> WHAT THIS EXERCISE ASKS:
[1] How would you put this sentence from the article on jobs in the Brazilian Amazon into Spanish: "Even before the pandemic, more than 12 million Brazilian Amazonians were looking for work."
[2] Can you pick up the article on jobs in the Brazilian Amazon after its last line and carry it forward?
DOCUMENT SECTION below:
MANAUS, Brazil – For much of the world, coverage of the devastating COVID-19 outbreak here in Manaus was a reminder that the Amazon is more than just the rainforest.

In fact, more than 60% of the Brazilian Amazon region’s 30 million people live in urban centers, and every year thousands more leave rural communities for Manaus and Belém – the region’s largest cities – to look for jobs and a better life. Most city newcomers, however, end up living in slums, peddling candy at busy intersections or, with luck, finding informal or domestic work.

The picture is similar in other Amazonian cities, and the quest is underway to create green jobs that preserve biodiversity and benefit not just deserving small communities in the jungle, but urban dwellers everywhere.

The need is dire: 41% of Amazonians live in poverty, almost double the national average of 22%. Even before the pandemic, more than 12 million Brazilian Amazonians were looking for work. About 5.5 million, or more than half, of those who did have jobs were employed in the informal sector – the highest rate of informality in the country.

Creating good jobs “is possibly the biggest challenge the region faces,” said Denis Minev, an entrepreneur based in the state of Amazonas, who is also considered the largest angel investor in the region.

A vendor sells pirated DVDs on a ferry boat in Manaus.
(Photo by Ricardo Funari/Brazil Photos/LightRocket via Getty Images)
End of DOCUMENT SECTION.
DATA EXTRACTS below:
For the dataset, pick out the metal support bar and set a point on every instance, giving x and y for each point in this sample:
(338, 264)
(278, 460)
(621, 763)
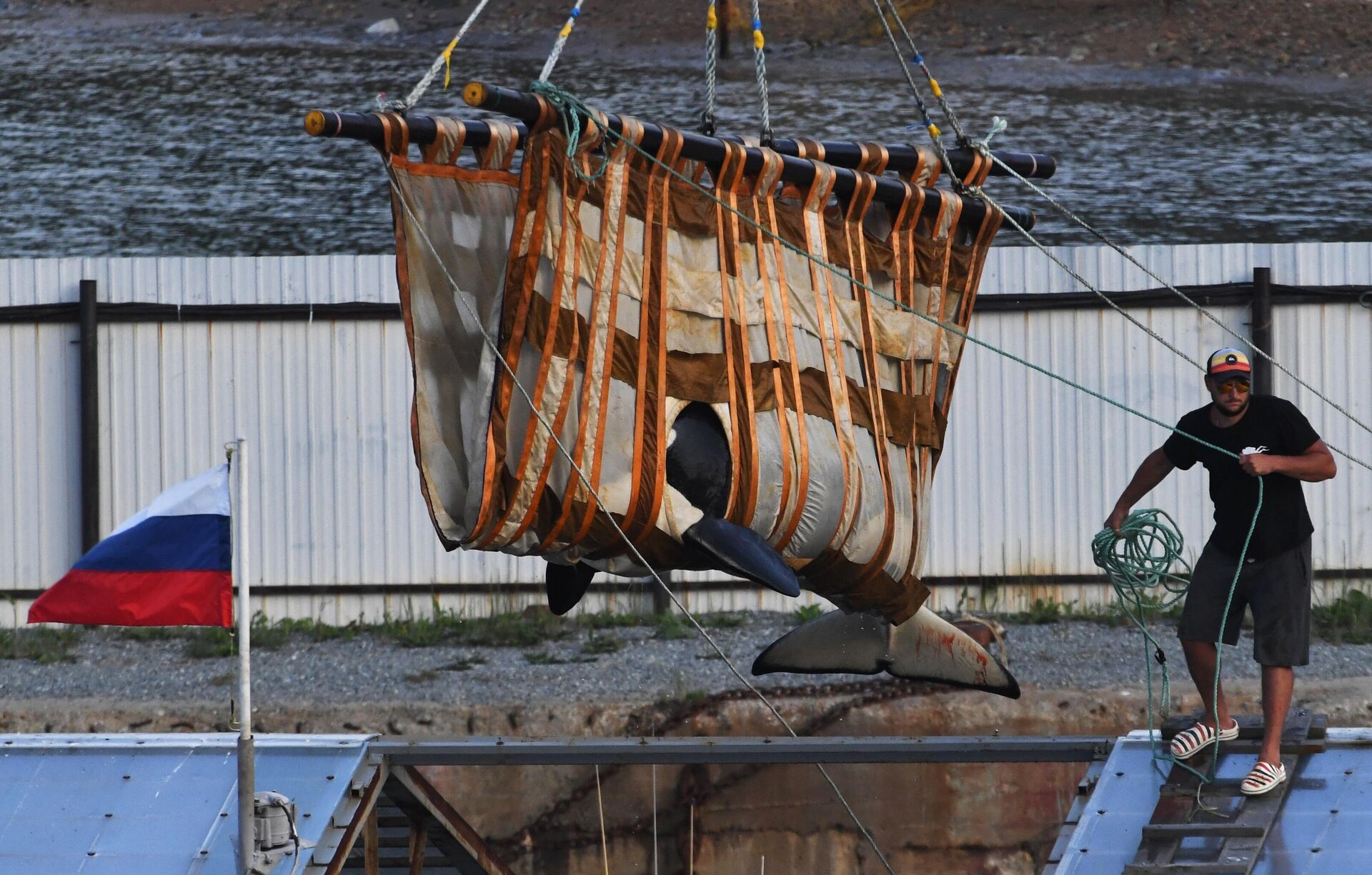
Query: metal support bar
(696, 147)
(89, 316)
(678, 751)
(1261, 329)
End of DATA EXTRACTS.
DATA EXTRACTS below:
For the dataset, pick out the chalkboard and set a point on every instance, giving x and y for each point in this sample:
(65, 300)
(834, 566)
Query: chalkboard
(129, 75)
End of DATA EXTRACTS.
DATA EXTRACTS below:
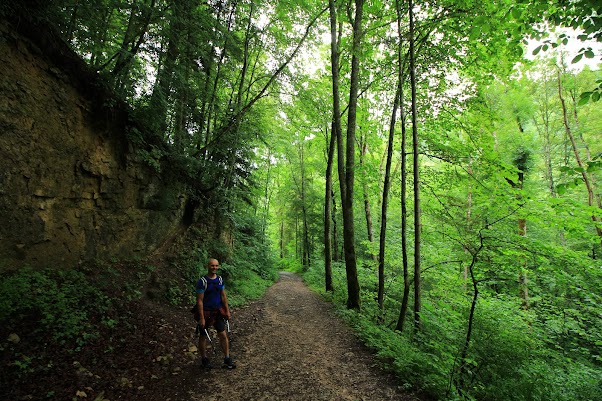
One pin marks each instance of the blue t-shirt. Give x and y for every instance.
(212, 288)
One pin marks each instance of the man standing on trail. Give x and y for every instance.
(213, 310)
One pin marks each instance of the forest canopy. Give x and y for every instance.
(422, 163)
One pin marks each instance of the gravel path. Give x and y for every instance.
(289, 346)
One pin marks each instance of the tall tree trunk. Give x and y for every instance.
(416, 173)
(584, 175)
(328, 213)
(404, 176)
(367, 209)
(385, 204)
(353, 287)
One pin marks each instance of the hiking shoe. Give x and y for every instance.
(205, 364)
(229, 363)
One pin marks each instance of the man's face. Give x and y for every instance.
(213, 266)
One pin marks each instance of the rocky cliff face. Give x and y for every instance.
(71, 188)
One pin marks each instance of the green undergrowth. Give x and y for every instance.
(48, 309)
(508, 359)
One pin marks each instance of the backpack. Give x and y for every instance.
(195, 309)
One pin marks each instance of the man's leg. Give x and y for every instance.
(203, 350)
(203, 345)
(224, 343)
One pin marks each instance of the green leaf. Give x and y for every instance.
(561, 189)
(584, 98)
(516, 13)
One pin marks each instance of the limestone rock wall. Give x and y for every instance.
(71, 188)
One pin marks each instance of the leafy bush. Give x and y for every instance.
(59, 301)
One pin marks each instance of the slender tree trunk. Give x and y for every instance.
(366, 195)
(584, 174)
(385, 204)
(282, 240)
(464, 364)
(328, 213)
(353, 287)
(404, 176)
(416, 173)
End of DATA EXTRACTS.
> RESPONSES:
[1] Incluso antes de la pandemia, más de 12 millones de amazónicos brasileños estaban buscando trabajo.

[2]
The region’s limited private sector presents numerous roadblocks. A report by Imazon shows only 24% of the region’s workforce holds a formal job, with about 10% of Amazonian workers employed in public service. The region’s urban Human Development Index is also the lowest in the country, and Black and Brown residents’ HDI is at even lower levels locally. And while Black and Brown Brazilians constitute 80% of the population and the majority of the labor force in the north, their earnings are half the wages paid to white workers.

In Manaus, the free trade zone (Zona Franca) has been the main private-sector employer since its creation in 1957. But the model of subsidizing manufacturing plants in the farthest – and least connected – corner of Brazil has not been enough to absorb the region’s growing workforce. In fact, since its peak in 2014, employment in the Zona Franca has been decreasing steadily.

“We can’t have jobs if we don’t have new enterprises,” said Mariano Cenamo, founder of Idesam, a sustainable development NGO based in Manaus.

In 2017, Cenamo joined Minev to launch a business accelerator, the Partnership Platform for the Amazon, and now the accelerator AMAZ, to invest in companies that show the business potential of the rainforest while generating jobs and income for locals, all with a focus on environmental sustainability. In a little over two years, they have worked with 30 startups responsible for 251 direct jobs, and the accelerator has attracted more investors and increased its funding, aiming for a larger portfolio in 2021.

Denis Minev at his office in Manaus
Courtesy: Denis Minev

An economist by training who also runs the largest Amazon-based retail chain, Grupo Bemol, Minev believes the region’s urban centers offer the biggest opportunities today to build job-creating enterprises in sectors like technology and venture capital. But the hurdles are immense.

“You can find good entrepreneurs anywhere, but it is hard to thrive here because of the region’s business environment,” he told AQ. Brazil as a whole ranks at 124 out of 190 countries in the World Bank’s Doing Business Report, but in the Amazon the combination of bureaucracy and a lack of investment in communication, research and logistics infrastructure has created a context where it is “close to impossible to build a legal business. This scenario spooks investors, impedes prosperity and creates a vicious circle,” said Minev.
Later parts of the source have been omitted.